───── Text extract ─────

The Great Escape (1963)
What is this movie is about?/Elevator Pitch: Resistance at all costs in the face of extreme adversity.
Plot Summary: In WWII, a group of allied officers who have a history of escape, are placed together in a high security prison by the German Luftwaffe as these men have various skills to plan, organize, and carry out elaborate escape plans. The prisoners' escape committee, the "X" Organization, led by "Big X" RAF Squadron Leader Roger Bartlett (Richard Attenborough), soon plan a tunnel escape of 250 men. Among the group are American Flight Lieutenant Bob Hendley (James Garner), Australian Flying Officer Sedgwick (James Coburn), Flight Lieutenants Danny Velinski (Charles Bronson) and Willie Dickes (John Leyton) and Captain Virgil Hilts (Steve McQueen).
John Sturges, Director
James Clavell and W. R. Burnett, Writers
Elmer Bernstein, Music
Steve McQueen as Captain Virgil Hilts 'The Cooler King'
James Garner as Flight Lieutenant Bob Hendley 'The Scrounger'
Richard Attenborough as Squadron Leader Roger Bartlett 'Big X'
James Donald as Group Captain Ramsey 'The SBO'
Charles Bronson as Flight Lieutenant Danny Welinski 'Tunnel King'
Donald Pleasence as Flight Lieutenant Colin Blythe 'The Forger'
James Coburn as Flying Officer Louis Sedgwick 'The Manufacturer'
Hannes Messemer as Oberst von Luger 'The Kommandant'
David McCallum as Lieutenant-Commander Eric Ashley-Pitt 'Dispersal'
Gordon Jackson as Flight Lieutenant Andy MacDonald 'Intelligence'
John Leyton as Flight Lieutenant Willie Dickes 'Tunnel King'
Angus Lennie as Flying Officer Archie Ives 'The Mole'
Nigel Stock as Flight Lieutenant Dennis Cavendish 'The Surveyor'
Robert Graf as Werner 'The Ferret'
The Great Escape was wide released on July 4, 1963.

─────

__Your tasks__:
a: Write out everything in the film overview from "The Great Escape (1963)" down to "Hilts (Steve McQueen).".
b: Show every line of the rows below that contains the string "turbine", matching case exactly.

───── Dataset records ─────

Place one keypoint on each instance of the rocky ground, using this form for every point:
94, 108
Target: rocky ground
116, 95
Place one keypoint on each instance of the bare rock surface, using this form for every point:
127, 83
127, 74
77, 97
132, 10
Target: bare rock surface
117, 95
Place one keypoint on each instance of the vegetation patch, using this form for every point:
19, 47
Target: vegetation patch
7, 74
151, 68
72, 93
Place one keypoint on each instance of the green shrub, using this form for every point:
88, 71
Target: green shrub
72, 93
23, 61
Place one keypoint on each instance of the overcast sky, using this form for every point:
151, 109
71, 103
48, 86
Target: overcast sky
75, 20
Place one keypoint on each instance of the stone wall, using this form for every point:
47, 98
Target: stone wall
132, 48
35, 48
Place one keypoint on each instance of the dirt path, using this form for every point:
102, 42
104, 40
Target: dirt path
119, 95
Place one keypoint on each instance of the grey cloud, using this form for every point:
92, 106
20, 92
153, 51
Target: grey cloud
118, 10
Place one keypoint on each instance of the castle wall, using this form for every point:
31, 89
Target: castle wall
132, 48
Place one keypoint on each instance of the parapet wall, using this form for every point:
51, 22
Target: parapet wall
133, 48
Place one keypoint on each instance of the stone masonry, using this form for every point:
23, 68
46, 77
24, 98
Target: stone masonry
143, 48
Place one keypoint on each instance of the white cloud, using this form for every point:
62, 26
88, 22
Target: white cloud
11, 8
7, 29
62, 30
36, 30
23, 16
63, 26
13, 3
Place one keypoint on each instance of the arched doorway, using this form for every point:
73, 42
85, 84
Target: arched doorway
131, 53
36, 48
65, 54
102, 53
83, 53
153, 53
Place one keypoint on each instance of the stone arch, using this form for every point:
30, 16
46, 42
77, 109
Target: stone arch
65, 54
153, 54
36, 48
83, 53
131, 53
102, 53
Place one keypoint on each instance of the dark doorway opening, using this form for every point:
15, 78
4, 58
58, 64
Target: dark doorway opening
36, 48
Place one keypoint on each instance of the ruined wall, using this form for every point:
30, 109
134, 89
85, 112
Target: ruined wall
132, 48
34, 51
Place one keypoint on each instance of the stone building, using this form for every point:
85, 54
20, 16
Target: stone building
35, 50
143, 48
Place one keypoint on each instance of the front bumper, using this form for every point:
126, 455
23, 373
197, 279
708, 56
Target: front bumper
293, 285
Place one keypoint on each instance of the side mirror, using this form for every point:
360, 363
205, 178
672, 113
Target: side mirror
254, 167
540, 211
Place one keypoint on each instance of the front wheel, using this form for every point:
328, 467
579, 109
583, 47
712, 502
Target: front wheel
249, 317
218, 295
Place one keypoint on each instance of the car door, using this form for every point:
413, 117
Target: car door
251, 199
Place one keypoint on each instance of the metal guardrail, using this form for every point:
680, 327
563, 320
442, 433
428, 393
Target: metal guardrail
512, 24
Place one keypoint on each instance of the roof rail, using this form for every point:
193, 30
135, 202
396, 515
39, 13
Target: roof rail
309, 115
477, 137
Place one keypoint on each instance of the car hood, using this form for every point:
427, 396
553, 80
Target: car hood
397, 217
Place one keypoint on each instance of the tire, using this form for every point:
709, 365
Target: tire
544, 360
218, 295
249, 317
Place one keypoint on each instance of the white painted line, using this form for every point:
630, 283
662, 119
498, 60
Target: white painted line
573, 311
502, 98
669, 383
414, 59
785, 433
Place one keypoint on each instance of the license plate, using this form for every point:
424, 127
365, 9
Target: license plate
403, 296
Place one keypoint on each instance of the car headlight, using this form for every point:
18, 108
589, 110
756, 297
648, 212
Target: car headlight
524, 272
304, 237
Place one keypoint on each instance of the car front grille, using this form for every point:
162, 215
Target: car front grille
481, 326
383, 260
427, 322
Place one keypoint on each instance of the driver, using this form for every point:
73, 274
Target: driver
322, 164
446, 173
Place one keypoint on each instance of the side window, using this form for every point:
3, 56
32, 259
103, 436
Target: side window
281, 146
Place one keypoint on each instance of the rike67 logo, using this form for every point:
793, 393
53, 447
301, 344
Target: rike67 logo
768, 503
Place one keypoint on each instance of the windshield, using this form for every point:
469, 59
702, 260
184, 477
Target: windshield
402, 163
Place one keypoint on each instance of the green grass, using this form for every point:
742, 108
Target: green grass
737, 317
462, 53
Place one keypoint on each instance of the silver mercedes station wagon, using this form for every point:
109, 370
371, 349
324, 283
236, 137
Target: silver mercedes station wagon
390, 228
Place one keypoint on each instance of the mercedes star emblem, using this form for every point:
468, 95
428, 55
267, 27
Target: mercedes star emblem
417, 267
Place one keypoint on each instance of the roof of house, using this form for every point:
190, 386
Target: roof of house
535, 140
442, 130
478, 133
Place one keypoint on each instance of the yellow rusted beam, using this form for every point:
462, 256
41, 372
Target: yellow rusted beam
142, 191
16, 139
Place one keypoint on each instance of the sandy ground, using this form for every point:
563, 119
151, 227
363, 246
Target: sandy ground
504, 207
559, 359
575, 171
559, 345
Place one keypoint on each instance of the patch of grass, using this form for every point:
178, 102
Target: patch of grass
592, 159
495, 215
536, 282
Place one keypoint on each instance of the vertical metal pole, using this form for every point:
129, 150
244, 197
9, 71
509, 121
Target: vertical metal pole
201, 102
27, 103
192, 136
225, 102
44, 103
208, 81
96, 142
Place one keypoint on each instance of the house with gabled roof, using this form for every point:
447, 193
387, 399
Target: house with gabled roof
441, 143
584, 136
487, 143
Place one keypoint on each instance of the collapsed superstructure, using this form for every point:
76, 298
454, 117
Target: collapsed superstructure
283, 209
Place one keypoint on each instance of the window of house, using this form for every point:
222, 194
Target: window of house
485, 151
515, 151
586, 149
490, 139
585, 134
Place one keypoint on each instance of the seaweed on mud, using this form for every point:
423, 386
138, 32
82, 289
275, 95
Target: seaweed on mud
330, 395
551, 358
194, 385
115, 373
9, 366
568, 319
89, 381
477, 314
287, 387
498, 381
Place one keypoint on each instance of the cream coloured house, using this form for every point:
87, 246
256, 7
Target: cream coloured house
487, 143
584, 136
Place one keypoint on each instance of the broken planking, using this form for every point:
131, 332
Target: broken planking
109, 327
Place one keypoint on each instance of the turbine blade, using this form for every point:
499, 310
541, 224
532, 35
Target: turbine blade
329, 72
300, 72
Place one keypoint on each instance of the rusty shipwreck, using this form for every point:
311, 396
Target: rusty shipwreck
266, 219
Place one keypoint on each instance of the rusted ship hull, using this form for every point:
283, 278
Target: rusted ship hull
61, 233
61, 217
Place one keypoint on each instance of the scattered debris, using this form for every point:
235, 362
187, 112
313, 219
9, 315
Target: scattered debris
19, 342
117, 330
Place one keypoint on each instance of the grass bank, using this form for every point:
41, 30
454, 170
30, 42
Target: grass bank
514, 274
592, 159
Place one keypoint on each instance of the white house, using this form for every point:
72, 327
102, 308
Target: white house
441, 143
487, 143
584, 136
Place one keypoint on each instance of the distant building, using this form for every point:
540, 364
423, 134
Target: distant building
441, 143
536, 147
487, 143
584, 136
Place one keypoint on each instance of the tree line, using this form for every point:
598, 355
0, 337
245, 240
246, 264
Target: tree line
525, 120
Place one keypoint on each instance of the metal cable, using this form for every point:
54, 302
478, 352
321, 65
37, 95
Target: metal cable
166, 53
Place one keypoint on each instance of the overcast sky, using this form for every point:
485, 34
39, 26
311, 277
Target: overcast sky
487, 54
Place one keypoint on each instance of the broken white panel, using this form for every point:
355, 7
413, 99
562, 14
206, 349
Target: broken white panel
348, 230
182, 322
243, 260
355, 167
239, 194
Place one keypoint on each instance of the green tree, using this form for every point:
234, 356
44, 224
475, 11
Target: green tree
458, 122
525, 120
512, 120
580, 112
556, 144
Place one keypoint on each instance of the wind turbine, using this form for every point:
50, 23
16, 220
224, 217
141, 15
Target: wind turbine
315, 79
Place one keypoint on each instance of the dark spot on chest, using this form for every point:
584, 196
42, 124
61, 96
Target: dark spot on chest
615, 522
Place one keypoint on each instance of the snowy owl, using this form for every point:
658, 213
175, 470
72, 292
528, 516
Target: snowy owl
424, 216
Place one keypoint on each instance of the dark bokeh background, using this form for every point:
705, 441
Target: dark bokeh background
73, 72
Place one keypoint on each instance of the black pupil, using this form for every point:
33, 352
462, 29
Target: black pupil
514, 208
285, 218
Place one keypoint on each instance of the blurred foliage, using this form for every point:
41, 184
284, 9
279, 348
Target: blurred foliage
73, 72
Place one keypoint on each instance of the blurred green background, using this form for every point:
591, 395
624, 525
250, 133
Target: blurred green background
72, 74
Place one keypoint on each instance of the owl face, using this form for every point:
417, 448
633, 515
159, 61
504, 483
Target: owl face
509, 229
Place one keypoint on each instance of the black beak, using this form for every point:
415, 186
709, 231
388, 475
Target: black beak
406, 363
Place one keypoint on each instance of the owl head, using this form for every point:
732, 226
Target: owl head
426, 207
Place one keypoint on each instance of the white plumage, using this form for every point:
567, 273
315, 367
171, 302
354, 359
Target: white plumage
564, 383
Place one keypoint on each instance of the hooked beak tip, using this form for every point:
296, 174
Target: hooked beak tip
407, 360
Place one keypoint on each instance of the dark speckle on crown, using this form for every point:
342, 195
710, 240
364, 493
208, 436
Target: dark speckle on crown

─────

__Answer set__:
a:
The Great Escape (1963)
What is this movie is about?/Elevator Pitch: Resistance at all costs in the face of extreme adversity.
Plot Summary: In WWII, a group of allied officers who have a history of escape, are placed together in a high security prison by the German Luftwaffe as these men have various skills to plan, organize, and carry out elaborate escape plans. The prisoners' escape committee, the "X" Organization, led by "Big X" RAF Squadron Leader Roger Bartlett (Richard Attenborough), soon plan a tunnel escape of 250 men. Among the group are American Flight Lieutenant Bob Hendley (James Garner), Australian Flying Officer Sedgwick (James Coburn), Flight Lieutenants Danny Velinski (Charles Bronson) and Willie Dickes (John Leyton) and Captain Virgil Hilts (Steve McQueen).

b:
Place one keypoint on each instance of the turbine blade, using this form for every point:
Target: turbine blade
Place one keypoint on each instance of the wind turbine, using this form for every point:
Target: wind turbine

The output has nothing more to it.